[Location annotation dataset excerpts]
========

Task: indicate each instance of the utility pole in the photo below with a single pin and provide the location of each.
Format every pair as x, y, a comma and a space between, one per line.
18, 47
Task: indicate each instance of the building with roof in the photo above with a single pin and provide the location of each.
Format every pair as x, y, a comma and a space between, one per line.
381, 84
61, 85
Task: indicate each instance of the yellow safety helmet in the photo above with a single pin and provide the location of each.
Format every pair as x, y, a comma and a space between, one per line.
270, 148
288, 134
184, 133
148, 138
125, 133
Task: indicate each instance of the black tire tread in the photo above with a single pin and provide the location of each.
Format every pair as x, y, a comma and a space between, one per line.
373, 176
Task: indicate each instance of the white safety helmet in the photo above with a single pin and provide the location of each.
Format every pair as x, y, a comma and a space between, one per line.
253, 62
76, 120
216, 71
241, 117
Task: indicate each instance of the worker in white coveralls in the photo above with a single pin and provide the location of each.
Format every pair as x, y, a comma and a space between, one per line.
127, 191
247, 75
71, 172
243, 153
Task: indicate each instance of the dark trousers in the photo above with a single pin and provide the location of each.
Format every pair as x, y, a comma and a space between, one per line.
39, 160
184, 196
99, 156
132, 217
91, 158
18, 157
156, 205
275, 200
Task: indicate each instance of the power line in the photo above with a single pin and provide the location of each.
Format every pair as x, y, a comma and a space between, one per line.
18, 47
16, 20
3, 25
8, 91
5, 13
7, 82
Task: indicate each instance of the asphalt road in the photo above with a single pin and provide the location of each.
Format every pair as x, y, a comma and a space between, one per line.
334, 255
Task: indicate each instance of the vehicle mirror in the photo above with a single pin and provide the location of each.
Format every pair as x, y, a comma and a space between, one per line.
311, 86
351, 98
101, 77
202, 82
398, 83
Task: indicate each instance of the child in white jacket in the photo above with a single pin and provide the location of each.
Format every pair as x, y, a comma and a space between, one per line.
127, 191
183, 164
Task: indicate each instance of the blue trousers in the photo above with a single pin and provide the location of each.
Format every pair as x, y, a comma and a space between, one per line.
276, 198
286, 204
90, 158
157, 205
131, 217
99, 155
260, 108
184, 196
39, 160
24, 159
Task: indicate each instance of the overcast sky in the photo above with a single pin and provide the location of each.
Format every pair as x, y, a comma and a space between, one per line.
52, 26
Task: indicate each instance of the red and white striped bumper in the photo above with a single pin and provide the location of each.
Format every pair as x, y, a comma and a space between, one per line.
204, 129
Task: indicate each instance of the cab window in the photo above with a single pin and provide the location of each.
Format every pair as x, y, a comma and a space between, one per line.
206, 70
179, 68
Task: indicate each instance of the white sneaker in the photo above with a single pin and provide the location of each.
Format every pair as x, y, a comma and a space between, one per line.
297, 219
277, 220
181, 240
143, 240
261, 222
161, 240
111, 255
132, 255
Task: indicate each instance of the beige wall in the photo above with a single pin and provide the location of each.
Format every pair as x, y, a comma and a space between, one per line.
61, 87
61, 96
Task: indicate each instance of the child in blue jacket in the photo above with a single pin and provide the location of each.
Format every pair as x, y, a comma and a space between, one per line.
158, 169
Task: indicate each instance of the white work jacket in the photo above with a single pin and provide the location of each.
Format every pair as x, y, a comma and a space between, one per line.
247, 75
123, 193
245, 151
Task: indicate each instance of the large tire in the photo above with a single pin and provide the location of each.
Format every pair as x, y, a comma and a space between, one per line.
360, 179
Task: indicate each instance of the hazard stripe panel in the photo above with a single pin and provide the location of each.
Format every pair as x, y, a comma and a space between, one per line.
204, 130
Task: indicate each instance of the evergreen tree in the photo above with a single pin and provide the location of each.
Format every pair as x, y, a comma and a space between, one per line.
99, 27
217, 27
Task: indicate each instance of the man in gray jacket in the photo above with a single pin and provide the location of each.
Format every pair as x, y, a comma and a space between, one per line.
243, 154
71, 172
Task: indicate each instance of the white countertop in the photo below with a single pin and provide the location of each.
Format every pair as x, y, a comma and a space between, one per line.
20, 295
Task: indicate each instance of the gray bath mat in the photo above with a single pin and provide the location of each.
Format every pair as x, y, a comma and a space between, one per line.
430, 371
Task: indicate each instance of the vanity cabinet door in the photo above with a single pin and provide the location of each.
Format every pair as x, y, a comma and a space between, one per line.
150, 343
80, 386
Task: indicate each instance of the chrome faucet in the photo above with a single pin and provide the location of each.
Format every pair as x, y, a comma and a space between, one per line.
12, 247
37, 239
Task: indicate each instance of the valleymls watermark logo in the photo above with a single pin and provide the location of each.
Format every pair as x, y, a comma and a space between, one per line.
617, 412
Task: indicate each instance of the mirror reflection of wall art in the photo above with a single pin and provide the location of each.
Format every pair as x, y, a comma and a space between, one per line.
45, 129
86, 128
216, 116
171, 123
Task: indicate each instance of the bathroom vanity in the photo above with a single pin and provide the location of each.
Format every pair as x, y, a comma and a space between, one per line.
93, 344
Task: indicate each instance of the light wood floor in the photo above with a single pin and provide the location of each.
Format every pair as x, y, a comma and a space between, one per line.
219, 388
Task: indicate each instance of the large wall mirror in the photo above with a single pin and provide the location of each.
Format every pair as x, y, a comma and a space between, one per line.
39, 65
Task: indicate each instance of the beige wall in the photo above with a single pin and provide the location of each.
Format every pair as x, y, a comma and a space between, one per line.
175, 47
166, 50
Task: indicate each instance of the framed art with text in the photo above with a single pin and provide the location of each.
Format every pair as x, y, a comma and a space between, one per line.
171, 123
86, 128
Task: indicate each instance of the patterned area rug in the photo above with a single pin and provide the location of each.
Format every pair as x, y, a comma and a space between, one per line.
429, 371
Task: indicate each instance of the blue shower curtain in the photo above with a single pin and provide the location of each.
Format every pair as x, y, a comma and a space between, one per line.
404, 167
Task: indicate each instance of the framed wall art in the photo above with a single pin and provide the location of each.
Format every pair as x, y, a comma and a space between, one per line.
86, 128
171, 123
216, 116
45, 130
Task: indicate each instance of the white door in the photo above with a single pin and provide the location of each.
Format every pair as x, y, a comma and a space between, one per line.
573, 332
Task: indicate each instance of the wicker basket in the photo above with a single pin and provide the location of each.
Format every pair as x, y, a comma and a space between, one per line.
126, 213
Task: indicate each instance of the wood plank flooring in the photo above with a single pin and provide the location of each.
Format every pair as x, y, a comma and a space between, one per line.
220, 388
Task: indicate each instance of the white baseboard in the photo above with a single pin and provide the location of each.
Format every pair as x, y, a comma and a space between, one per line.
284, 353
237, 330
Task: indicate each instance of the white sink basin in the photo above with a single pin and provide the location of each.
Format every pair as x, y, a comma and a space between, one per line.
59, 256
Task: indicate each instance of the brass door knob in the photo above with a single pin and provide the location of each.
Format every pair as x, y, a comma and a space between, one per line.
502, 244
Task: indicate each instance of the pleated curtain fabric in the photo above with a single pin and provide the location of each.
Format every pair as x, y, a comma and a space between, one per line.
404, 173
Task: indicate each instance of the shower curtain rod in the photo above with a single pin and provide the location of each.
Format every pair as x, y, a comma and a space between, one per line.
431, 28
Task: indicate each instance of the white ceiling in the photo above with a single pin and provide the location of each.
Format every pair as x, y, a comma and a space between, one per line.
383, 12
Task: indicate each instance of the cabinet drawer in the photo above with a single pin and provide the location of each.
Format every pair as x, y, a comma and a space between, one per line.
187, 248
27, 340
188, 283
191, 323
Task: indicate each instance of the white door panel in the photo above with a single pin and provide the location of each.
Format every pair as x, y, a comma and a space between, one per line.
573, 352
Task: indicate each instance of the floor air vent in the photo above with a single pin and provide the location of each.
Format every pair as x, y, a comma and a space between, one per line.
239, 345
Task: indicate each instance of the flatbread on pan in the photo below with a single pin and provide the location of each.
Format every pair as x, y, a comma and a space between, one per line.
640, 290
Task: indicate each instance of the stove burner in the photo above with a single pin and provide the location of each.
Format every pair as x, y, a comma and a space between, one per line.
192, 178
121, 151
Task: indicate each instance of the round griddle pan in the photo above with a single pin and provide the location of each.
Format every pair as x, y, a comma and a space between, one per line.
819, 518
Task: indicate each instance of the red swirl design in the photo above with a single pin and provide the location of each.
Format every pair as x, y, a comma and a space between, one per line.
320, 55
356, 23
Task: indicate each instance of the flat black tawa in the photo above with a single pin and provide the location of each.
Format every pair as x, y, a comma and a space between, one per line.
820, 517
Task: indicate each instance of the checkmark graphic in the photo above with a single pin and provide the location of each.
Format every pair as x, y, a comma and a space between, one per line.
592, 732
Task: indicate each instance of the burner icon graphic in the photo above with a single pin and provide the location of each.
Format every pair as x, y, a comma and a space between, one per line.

========

▶ [TASK DETAILS] Locate the line that contains "Task: indicate each instance of the white ceiling", then please quote it and every line after it to the end of the entries above, exactly and with nothing else.

▶ [RESULT OF THE TASK]
Task: indicate each instance of the white ceiling in the photo above with a single pin and provide the location of each.
Format every pair as x, y, a comma and a space between, one per line.
383, 12
Task: indicate each instance of the cabinet drawer in the photo above with a single pin and provide the location of each.
Format every pair as x, y, a comma and a space between, one per line.
187, 248
27, 340
188, 283
191, 323
Task: indicate each instance of the white door panel in the photo above with a single pin and provide the location of each.
Format every pair as x, y, a comma and a space between, one per line.
573, 352
Task: indicate each instance of the floor air vent in the photo above with a single pin and provide the location of each.
Format every pair as x, y, a comma and a space between, one per line.
239, 345
Task: indicate each instance of the flatbread on pan in the photo below with a single pin and provide the location of each.
Format every pair as x, y, a comma and a space between, one per line.
640, 290
Task: indicate each instance of the stove burner in the photo above with a single pin and provide the location of each.
Format every pair as x, y, a comma and a space between, one per line.
192, 178
121, 151
Task: indicate each instance of the round griddle pan in the photo above with a single pin and provide the location of each.
Format every pair as x, y, a comma and a space between, one per line.
819, 518
Task: indicate each instance of the red swirl design in the photo above with a single pin and provide the location of each.
Format every pair as x, y, a comma and a space between, one per line.
320, 55
356, 23
Task: indicate each instance of the flat black tawa in the photo above with a single pin and provide the location of each.
Format every pair as x, y, a comma and a space between, one per line.
820, 517
Task: indicate each instance of the checkmark graphic in the photo above with a single pin and provide the location of each.
Format every pair as x, y, a comma and a space between, one per line.
592, 732
Task: indicate each instance of the burner icon graphic in the photo above with a single pin and provide the location of each.
Format every pair as x, y, a comma and a space between, one per line.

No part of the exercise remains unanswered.